# INPUT
====
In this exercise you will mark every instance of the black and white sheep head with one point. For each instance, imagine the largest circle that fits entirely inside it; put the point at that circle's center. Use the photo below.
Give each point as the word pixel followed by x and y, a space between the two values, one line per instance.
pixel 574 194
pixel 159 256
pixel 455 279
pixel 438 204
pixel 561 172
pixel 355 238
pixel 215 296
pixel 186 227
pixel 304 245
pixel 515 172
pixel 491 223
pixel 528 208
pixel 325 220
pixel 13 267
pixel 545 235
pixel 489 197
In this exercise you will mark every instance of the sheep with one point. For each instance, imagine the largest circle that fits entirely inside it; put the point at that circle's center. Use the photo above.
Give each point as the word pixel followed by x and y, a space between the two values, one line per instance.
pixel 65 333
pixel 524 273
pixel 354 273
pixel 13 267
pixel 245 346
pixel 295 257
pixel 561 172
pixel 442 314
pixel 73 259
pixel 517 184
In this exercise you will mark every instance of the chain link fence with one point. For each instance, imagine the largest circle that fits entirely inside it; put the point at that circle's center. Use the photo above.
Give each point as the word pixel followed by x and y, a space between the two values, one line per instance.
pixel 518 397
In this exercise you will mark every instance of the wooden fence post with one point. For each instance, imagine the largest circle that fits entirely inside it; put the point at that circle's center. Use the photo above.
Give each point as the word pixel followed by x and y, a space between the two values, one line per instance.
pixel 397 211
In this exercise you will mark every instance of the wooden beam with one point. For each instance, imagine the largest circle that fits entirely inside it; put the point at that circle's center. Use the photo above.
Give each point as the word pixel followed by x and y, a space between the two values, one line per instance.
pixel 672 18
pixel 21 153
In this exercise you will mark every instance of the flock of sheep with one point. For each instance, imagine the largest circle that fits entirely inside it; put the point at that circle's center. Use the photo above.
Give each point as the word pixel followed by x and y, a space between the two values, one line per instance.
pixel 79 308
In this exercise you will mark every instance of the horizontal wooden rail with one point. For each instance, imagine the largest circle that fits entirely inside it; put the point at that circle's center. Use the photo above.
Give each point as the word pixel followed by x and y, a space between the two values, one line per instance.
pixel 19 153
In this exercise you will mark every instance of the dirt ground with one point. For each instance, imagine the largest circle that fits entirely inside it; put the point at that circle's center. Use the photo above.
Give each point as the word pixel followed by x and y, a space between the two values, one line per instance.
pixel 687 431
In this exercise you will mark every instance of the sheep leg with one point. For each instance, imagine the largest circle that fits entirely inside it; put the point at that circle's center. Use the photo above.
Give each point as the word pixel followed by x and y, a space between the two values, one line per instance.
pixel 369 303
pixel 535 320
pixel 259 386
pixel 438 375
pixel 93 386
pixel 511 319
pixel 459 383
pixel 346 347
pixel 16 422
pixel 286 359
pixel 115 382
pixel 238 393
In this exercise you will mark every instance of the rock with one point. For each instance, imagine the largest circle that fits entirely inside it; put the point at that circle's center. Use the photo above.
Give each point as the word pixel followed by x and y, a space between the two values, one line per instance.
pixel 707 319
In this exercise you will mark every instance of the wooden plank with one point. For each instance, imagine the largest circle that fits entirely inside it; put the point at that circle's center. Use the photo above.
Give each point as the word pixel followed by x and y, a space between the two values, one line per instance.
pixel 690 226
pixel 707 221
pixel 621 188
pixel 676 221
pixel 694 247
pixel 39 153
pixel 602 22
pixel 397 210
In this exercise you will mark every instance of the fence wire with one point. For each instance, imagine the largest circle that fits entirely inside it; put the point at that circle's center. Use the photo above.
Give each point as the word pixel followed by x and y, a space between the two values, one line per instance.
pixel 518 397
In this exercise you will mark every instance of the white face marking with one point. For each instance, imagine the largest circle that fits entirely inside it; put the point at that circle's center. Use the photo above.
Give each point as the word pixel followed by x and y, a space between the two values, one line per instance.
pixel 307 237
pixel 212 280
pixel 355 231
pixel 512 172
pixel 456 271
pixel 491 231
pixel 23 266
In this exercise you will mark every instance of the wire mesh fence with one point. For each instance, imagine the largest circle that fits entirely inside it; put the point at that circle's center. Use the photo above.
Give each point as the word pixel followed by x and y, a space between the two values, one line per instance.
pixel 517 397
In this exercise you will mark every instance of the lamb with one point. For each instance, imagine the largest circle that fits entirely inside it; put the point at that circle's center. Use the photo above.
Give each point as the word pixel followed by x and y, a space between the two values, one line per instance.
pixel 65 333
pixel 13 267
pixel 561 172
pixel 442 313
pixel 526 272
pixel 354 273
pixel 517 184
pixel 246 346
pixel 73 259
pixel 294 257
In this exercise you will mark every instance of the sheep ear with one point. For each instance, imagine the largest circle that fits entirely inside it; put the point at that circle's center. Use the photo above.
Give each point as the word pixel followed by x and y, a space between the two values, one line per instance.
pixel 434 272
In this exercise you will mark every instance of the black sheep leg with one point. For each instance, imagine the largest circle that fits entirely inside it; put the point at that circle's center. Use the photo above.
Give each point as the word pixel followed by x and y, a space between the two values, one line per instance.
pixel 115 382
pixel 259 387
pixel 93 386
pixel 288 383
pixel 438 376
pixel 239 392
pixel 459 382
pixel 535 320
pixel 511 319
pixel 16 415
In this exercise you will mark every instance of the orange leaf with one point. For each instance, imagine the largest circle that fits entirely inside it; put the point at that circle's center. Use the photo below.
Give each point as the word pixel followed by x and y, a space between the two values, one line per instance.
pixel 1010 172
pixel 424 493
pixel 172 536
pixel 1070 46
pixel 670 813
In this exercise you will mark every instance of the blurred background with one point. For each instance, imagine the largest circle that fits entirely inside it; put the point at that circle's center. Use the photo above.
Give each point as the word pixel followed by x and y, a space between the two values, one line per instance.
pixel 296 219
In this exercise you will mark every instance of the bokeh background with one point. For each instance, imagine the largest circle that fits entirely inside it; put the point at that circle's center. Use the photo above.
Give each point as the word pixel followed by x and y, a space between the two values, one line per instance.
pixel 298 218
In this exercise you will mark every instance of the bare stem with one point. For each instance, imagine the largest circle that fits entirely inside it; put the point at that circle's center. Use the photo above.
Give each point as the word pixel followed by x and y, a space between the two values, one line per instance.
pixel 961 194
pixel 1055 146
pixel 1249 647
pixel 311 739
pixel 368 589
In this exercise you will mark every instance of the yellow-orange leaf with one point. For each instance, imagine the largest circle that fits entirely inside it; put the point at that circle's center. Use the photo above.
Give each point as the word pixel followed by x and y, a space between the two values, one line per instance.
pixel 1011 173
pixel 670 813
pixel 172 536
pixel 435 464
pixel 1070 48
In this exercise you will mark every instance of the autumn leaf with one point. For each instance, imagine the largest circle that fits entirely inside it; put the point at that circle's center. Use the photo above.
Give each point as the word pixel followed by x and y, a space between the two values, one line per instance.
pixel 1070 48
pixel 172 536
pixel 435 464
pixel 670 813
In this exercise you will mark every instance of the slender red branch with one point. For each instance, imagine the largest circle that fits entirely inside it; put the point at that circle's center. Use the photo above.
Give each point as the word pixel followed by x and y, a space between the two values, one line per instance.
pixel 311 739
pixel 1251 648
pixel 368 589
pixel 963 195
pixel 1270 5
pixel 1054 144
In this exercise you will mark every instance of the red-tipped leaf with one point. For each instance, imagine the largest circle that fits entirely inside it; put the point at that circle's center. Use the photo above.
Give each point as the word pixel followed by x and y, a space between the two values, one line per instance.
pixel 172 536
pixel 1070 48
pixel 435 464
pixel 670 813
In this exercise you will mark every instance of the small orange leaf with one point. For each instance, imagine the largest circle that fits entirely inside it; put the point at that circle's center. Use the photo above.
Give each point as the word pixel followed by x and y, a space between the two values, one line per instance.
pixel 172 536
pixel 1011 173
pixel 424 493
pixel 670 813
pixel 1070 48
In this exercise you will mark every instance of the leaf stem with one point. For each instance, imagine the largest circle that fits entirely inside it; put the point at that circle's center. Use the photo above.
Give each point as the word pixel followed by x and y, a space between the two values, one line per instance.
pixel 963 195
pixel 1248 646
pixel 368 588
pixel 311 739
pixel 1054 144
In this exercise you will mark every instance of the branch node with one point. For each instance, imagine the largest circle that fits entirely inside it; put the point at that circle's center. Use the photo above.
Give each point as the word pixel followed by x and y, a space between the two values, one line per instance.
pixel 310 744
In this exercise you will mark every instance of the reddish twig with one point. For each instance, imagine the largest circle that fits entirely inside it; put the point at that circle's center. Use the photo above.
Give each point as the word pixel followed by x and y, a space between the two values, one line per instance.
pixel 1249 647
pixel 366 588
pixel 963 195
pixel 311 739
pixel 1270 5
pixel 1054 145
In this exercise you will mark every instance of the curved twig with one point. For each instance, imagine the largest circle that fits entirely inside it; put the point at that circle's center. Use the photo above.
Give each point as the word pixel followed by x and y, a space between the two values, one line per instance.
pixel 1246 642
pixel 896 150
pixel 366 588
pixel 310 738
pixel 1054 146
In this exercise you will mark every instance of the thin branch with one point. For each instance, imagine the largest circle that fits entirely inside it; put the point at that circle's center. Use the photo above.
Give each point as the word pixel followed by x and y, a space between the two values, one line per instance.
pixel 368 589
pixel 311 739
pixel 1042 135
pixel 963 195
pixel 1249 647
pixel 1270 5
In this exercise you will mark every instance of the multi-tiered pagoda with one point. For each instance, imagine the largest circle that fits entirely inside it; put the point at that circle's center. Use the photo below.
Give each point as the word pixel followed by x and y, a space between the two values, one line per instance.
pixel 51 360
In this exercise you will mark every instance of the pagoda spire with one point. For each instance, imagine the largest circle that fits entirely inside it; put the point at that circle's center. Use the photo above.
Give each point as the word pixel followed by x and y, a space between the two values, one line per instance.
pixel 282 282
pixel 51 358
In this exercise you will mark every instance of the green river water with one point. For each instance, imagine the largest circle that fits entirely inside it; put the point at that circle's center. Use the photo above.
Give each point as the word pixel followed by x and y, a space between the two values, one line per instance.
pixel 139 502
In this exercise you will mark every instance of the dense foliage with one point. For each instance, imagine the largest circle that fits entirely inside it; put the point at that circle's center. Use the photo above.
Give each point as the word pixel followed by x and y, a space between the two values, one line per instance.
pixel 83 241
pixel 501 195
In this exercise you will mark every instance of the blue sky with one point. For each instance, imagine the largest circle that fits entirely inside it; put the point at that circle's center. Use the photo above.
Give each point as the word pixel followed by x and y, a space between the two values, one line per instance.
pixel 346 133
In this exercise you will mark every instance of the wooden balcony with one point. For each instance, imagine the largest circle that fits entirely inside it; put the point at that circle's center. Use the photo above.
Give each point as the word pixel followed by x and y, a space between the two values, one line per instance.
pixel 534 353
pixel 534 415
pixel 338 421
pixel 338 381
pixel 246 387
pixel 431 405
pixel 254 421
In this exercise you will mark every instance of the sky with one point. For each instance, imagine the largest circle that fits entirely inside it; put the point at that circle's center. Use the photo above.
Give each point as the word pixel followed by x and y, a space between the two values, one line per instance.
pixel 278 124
====
# INSTRUCTIONS FOR THE TASK
Please copy exactly the lines from the first line of the records above through the line containing "the sheep with", including both, and nothing more.

# YOUR RESPONSE
In this exercise you will mark every instance of the black and white sheep head with one point. For each instance, imagine the largest circle that fits entirely inside it; put the point at that circle's center. Use the photo below.
Give each point as the word pixel followed by x and y, a space between the two values, one line per instance.
pixel 574 194
pixel 159 256
pixel 455 279
pixel 438 204
pixel 561 172
pixel 355 238
pixel 215 296
pixel 186 227
pixel 304 245
pixel 515 172
pixel 491 223
pixel 528 208
pixel 325 220
pixel 13 267
pixel 545 235
pixel 489 197
In this exercise you will mark every instance of the sheep with one point. For each instance, imagine the largest circle that fits entirely inside it; put the point at that circle's center. Use the photo above.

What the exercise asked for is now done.